Recorded data:
..............................

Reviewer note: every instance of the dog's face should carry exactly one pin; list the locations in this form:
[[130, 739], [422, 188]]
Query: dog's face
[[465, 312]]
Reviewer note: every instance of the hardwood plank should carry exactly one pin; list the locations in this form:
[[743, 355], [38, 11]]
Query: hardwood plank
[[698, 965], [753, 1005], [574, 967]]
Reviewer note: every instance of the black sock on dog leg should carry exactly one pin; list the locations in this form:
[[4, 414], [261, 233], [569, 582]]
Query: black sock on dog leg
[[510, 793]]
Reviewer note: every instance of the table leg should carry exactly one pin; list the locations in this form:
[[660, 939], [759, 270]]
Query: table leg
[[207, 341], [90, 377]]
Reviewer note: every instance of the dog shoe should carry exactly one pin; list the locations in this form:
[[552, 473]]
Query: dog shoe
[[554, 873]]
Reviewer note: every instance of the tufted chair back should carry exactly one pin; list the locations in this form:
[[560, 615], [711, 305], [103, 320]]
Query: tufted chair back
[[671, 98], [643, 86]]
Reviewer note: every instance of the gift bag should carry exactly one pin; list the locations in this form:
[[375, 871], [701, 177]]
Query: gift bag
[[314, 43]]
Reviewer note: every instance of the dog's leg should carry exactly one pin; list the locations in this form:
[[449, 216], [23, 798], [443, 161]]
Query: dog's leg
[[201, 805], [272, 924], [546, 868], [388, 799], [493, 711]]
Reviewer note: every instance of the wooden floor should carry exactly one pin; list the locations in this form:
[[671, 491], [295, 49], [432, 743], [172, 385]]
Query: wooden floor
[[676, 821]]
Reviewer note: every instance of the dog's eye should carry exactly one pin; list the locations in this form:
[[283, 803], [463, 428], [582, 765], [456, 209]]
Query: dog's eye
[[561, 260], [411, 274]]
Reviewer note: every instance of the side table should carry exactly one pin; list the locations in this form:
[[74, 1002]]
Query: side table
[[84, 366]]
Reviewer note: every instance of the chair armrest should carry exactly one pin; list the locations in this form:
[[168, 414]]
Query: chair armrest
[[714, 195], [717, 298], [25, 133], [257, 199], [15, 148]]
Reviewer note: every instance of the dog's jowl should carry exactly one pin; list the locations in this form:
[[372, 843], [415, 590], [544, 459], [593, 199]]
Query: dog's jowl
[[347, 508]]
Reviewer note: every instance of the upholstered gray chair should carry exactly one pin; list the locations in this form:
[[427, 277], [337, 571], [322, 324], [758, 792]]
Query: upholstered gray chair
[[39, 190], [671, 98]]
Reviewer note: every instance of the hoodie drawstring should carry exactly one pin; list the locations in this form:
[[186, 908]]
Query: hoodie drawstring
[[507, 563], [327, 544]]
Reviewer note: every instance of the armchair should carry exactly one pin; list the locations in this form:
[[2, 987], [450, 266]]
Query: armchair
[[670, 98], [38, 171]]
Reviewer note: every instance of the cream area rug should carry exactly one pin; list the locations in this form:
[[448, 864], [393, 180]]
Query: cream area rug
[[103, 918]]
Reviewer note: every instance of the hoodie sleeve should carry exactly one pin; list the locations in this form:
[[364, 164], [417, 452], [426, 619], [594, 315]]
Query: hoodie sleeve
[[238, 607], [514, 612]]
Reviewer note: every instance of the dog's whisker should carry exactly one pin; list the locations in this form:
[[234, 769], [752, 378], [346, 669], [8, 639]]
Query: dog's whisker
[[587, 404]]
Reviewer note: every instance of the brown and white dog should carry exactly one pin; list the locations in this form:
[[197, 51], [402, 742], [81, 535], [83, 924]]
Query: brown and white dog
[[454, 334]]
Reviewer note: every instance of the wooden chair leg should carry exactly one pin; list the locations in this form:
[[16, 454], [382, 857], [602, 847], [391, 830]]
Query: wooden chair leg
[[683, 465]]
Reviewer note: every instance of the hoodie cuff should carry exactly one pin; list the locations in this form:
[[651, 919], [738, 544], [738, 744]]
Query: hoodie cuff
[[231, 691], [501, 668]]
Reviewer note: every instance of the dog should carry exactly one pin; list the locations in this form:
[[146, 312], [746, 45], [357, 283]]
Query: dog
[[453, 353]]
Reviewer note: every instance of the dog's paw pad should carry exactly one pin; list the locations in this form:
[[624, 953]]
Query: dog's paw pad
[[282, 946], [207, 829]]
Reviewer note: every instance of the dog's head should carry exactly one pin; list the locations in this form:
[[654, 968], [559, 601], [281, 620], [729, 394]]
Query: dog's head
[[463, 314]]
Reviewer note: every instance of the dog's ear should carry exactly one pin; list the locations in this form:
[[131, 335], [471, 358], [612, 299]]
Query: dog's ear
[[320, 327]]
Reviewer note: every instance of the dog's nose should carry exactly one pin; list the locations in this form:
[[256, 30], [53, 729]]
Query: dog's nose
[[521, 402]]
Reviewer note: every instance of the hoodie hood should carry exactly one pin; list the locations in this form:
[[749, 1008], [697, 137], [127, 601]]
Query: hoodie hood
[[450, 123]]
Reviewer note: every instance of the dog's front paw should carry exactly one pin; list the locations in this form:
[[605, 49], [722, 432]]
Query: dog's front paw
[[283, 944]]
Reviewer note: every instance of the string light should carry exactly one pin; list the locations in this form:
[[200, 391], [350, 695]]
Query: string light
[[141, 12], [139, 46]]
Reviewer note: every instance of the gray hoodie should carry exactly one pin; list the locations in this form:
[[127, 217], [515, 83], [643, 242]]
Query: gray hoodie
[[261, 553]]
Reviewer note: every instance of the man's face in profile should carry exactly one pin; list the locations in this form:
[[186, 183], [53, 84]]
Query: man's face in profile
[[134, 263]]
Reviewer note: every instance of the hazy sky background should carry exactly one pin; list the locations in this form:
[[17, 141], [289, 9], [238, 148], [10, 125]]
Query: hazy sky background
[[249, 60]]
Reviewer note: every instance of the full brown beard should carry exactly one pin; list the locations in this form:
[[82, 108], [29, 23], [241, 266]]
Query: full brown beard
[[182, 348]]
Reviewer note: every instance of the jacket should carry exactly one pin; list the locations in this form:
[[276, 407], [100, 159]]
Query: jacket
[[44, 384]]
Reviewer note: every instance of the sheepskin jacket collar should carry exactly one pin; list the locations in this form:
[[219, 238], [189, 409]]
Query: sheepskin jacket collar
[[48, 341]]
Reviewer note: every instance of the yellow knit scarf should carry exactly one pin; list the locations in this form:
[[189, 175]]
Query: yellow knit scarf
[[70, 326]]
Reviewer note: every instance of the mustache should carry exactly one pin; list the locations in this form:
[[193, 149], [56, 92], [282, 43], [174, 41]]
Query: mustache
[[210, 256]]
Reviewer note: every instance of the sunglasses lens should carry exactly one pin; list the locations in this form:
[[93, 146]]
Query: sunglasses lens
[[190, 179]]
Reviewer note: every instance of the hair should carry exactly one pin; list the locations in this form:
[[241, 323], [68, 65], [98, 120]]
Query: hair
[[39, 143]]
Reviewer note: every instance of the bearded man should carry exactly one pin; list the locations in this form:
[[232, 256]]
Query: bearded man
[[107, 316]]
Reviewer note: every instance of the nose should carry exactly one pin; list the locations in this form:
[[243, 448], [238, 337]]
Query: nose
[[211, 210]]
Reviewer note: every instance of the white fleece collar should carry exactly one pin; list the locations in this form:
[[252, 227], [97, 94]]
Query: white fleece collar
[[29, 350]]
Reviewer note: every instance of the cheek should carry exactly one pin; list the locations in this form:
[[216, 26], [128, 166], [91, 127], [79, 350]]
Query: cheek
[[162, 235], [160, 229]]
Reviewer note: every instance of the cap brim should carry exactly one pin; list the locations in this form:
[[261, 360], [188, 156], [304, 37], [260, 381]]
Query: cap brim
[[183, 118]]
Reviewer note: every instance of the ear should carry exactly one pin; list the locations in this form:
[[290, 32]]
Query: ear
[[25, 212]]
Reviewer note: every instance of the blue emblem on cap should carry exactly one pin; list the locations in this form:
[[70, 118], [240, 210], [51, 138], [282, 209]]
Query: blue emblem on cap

..............................

Your task: What you write must be the entries restated word for word, from the opening line through the one holding "[[660, 939], [759, 270]]", with nothing else.

Written response:
Reviewer note: every instance of the dog's face should carry exactly one pin; list the locations in this form:
[[130, 739], [422, 188]]
Query: dog's face
[[465, 312]]
Reviewer note: every instance of the hardwood plank should carry exactly one pin; list the locations in this form:
[[743, 355], [38, 11]]
Query: hardwood plank
[[698, 965], [753, 1005], [574, 967]]
Reviewer note: every instance of the black sock on dog leg should carry exactly one pin; list the locations in this form:
[[4, 414], [261, 233], [569, 582]]
Query: black sock on dog leg
[[510, 793]]
Reviewer note: every instance of the table leg should carry exactly one pin; list the locations in this form:
[[660, 939], [759, 270]]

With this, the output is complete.